• Task description: Copy, without any change, the lines of the records from the one containing "the dark swim" through the final line of the records, including both of those lines.

<<<<

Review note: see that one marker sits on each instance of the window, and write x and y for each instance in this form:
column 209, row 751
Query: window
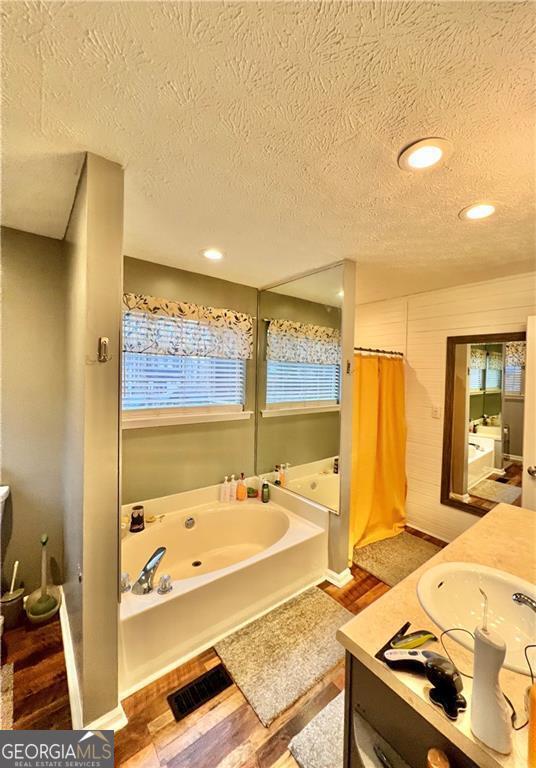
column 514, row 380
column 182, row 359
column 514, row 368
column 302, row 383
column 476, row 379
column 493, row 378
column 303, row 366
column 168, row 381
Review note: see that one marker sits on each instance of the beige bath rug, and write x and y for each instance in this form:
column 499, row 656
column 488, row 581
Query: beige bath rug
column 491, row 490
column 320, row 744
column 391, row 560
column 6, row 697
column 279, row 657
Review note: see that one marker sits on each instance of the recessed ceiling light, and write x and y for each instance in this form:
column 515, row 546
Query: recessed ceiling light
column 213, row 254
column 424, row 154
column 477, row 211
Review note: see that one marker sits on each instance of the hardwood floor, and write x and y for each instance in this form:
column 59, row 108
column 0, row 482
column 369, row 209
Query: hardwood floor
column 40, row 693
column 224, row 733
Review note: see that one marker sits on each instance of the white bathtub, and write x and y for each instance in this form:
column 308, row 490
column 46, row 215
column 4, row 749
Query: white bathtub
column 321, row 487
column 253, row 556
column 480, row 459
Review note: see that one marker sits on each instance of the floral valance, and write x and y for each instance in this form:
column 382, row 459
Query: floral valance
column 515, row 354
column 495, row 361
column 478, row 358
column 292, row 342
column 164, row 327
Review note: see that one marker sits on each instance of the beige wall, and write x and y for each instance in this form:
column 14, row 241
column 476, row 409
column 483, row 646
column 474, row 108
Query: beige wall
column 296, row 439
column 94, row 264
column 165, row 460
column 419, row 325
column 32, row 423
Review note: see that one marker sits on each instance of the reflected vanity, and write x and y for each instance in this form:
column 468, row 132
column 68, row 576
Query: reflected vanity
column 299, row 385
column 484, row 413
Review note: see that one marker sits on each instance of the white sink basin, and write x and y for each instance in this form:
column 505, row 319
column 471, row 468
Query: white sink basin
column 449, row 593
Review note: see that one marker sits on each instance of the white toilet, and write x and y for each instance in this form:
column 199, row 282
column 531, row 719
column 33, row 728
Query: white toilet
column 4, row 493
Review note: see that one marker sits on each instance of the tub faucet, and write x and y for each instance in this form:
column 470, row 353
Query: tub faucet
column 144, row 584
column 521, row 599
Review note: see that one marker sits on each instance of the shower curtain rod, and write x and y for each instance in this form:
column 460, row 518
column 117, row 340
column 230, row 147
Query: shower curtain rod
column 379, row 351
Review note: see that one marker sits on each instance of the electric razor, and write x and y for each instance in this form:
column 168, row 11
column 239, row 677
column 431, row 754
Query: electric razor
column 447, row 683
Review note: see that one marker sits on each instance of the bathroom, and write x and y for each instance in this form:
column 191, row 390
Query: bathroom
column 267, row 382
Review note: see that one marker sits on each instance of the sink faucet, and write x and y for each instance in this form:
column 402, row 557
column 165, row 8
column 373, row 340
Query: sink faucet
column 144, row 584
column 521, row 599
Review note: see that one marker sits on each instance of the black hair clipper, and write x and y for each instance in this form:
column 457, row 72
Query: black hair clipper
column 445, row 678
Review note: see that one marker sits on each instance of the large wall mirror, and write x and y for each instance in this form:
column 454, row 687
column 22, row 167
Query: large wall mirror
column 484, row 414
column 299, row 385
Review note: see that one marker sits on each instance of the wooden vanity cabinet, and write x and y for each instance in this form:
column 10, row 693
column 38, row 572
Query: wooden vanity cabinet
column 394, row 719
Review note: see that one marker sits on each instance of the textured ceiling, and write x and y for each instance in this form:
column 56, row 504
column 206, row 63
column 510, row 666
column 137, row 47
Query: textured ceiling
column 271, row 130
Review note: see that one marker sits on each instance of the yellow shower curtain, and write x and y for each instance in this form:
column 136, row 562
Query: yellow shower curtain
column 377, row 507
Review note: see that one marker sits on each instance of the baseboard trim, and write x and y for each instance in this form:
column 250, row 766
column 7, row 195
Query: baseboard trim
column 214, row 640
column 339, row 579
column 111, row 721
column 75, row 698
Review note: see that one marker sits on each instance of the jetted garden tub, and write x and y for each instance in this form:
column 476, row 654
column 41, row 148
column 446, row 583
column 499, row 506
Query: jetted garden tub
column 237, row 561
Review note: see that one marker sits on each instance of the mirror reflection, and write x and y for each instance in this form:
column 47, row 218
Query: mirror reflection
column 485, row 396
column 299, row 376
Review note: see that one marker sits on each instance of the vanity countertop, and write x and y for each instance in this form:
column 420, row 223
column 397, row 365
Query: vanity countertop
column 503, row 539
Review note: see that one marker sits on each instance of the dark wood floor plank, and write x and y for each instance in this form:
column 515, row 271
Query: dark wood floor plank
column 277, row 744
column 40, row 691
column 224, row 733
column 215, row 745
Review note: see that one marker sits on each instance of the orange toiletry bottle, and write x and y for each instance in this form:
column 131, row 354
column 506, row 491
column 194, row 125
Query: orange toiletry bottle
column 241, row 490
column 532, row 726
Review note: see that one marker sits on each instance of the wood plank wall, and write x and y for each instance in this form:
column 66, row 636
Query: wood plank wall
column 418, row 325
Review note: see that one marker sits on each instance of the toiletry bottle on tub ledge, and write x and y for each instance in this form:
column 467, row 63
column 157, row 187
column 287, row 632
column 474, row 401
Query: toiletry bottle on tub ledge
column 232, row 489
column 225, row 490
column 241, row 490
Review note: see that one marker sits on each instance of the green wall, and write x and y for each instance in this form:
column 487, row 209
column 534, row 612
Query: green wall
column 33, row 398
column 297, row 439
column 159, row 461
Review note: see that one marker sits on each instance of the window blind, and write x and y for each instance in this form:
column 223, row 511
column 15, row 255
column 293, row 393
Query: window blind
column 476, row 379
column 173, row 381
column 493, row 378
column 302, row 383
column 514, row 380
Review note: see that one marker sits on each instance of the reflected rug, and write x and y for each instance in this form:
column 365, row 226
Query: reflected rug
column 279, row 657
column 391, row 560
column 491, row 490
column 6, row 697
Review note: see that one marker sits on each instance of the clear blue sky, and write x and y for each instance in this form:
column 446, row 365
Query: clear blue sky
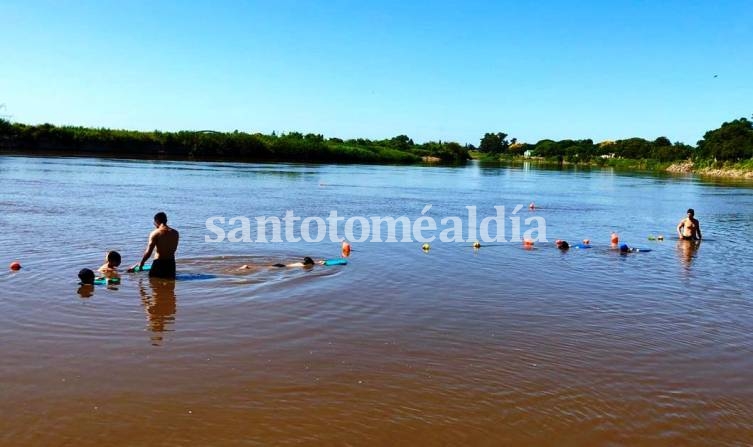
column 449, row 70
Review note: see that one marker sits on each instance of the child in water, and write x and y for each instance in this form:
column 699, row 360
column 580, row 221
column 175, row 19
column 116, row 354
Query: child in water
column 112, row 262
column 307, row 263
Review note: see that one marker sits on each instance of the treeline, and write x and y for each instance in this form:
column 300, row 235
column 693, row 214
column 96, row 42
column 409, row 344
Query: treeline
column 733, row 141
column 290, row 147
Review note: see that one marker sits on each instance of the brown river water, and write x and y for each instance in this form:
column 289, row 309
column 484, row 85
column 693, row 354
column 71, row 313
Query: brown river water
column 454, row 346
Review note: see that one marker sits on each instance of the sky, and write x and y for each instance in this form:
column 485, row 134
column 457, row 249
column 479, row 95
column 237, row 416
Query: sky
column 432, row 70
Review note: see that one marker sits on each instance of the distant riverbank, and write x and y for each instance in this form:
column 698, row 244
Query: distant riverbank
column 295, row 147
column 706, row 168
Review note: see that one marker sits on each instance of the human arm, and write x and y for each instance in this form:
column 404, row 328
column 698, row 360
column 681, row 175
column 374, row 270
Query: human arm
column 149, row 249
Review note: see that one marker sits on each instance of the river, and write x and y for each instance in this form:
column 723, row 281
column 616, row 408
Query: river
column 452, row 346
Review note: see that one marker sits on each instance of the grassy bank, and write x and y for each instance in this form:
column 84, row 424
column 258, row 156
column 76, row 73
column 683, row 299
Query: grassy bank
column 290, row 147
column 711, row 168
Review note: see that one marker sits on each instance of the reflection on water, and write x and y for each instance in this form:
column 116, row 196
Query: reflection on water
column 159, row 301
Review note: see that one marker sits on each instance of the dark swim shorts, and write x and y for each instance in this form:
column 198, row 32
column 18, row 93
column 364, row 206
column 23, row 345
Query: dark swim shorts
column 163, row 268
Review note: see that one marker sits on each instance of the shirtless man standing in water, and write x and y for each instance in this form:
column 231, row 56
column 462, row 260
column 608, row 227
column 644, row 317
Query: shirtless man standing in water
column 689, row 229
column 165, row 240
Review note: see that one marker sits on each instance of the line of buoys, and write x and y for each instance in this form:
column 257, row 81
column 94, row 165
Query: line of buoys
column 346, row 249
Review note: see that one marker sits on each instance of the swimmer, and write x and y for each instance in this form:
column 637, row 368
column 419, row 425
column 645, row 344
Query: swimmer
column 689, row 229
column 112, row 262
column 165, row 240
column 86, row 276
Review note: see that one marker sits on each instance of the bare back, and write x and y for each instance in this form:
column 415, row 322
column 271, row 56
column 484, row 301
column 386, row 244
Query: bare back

>>>>

• Task result:
Review note: see that one marker sits on each instance of the dark swim shorts, and write x and y for each instance in this form:
column 198, row 32
column 18, row 93
column 364, row 206
column 23, row 345
Query: dark swim shorts
column 163, row 268
Review note: see that one marker sits on each instance of the shirtless man standing in water, and write x and y for each instance in this form:
column 231, row 56
column 462, row 260
column 608, row 227
column 644, row 317
Query: shirtless man standing in water
column 689, row 229
column 165, row 240
Review note: see that one marker sits on each instance of the line of buoys, and write x and y for each instance in this form:
column 257, row 81
column 94, row 165
Query: line of buoys
column 346, row 249
Review note: see that one marker sits on each instance of the swimmer, and write x and y for each instance in this form:
column 637, row 368
column 419, row 425
column 645, row 344
Query: swimmer
column 689, row 229
column 112, row 262
column 165, row 240
column 86, row 276
Review note: see that one marker sits on each instance of the bare back, and write x and y for each instance in this form:
column 415, row 322
column 271, row 56
column 484, row 301
column 386, row 244
Query: bare back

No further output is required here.